_Tasks for this exercise_
[1] In the congressional update, who endorsed the RAMI Act in April, and how?
[2] Pick up the congressional update right after its final sentence and keep writing it in the same voice.

_Supplied text_
-*-*-

Next week marks the final week before both chambers recess for the August work period.
The focus: red meat for each party's base. The House is expected to take up its highly publicized lawsuit against President Obama for exceeding his constitutional authority, while the Senate will try to roll back tax incentives that permit offshoring.
Advanced Manufacturing Bill Moves in Key House Committee
This morning, the full House Science Commmittee reported favorably the Revitalize American Manufacturing and Innovation (RAMI) Act, legislation which would authorize additional advanced manufacturing institutes, such as UI LABS' Digital Manufacturing Design and Innovation Institute (DMDII). The legislation seeks to foster public-private partnerships nationally, focusing on commercializing new domestic manufacturing technologies, training a modern manufacturing workforce, and leveraging the financial investments of industry, which need new technologies and a skilled workforce to remain globally competitive. Changes at today's markup align the funding levels between the House and Senate bills and specifically sweep existing hubs, like Chicago's Digital Lab, into the national network.
Because Chicago's Digital Lab will serve as the digital "nerve center" that connects the national network, its relevance will only be enhanced with additional congressionally authorized hubs. UI President Robert Easter endorsed this legislation in April with a letter of support.
Higher Ed Bills Advance, Hit Senate Wall
The House took small steps forward this week on a series of bills that would impact universities and students. However, they will all likely stall in a bogged-down Senate, which has reached historic levels of partisan gridlock.
On the Higher Education Act (HEA) reauthorization front, the House approved three narrow bills with broad bipartisan support. The bills authorize competency-based education pilots, replace the College Navigator website with a consumer-tested College Dashboard website, and increase financial aid counseling requirements for federal loan and Pell grant recipients. But Senate HELP Committee Chairman, Sen. Tom Harkin (D-IA), wants to move comprehensive, not piecemeal, legislation. So the House bills will serve as placeholders for future HEA conversations next session.
The House passed the Student and Family Tax Simplification Act, a student tax benefits consolidation bill sponsored by Rep. Danny Davis (D-IL). The bill is a mixed bag: while it would simplify myriad tax incentives for higher education, it would remove tax breaks for gradutate students, lifelong learners, and non-traditional students who might take longer to earn a degree. The White House and a majority of House Democrats opposed the bill because its costs were not offset by revenue increases. Even Rep. Danny Davis, the bill's original sponsor, opposed moving the bill in isolation of comprehensive tax reforms because it was not possible to "ensure that groups of taxpayers who may lose out in one section are helped in others." The Senate is unlikely to take up the bill, so it too will serve as a placeholder for future tax reform discussions in the next Congress.
Strong Senate COMPETES Bill Debuts
Much to our community's relief, the Senate Commerce, Science, and Transportation Committee released draft reauthorization legislation for the America COMPETES Act that provides a strong vision for our nation's scientific enterprise. The bill reauthorizes many of the scientific agencies important to research universities: the National Science Foundation (NSF), the Department of Energy's (DOE) Office of Science, the National Institute of Standards and Technology (NIST), as well as federal STEM education programs. Unlike the House's version, the Frontiers in Innovation, Research, Science and Technology (FIRST) Act, the Senate legislation boosts funding for NSF and supports research across all spectrums, including social, behavioral, and economics (SBE) research. It is largely consistent with the guiding principles signed last year by more than 100 organizations, including the University of Illinois.

-*-*-

_Information provided_

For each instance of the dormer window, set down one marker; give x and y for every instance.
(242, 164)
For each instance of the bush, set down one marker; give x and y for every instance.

-*-*-

_Responses to the exercise_
[1] UI President Robert Easter endorsed it with a letter of support.

[2]
Meanwhile, the House passed two additional non-controversial science bills broken out of the controversial FIRST Act, including a measure that reauthorizes NIST at current funding levels. Like the bills passed last week and the higher ed and tax bills this week, the Senate is unlikely to move them, eschewing piecemeal bills for a comprehensive bill with more robust funding levels.
MESSAGING OPPORTUNITY: INNOVATION DEFICIT
Next Thursday will mark the one-year anniversary of the strategic messaging campaign spearheaded by our higher ed community to "close the innovation deficit." The innovation deficit is the widening gap between the actual level of federal government funding for research and higher education and what the investment needs to be if the United States is to remain the world’s innovation leader. This campaign has been successfully picked up in the news and by Members of Congress.
OGR Federal Relations and our peers will be amplifying the message on Twitter using the hashtag #innovationdeficit and #sciencematters. We encourage you to join this national conversation your own social media networks. Please contact us if you'd like to collaborate around social media activity about the need to preserve strong, sustained federal funding for higher education and research.
Urbana College of Media's John Paul was in DC this week to meet with current students interning at the Washington Post, the Brookings Institution, National Geographic, and WTOP radio, among others. He also scouted additional opportunities for future students with new and traditional media, associations, and congressional offices.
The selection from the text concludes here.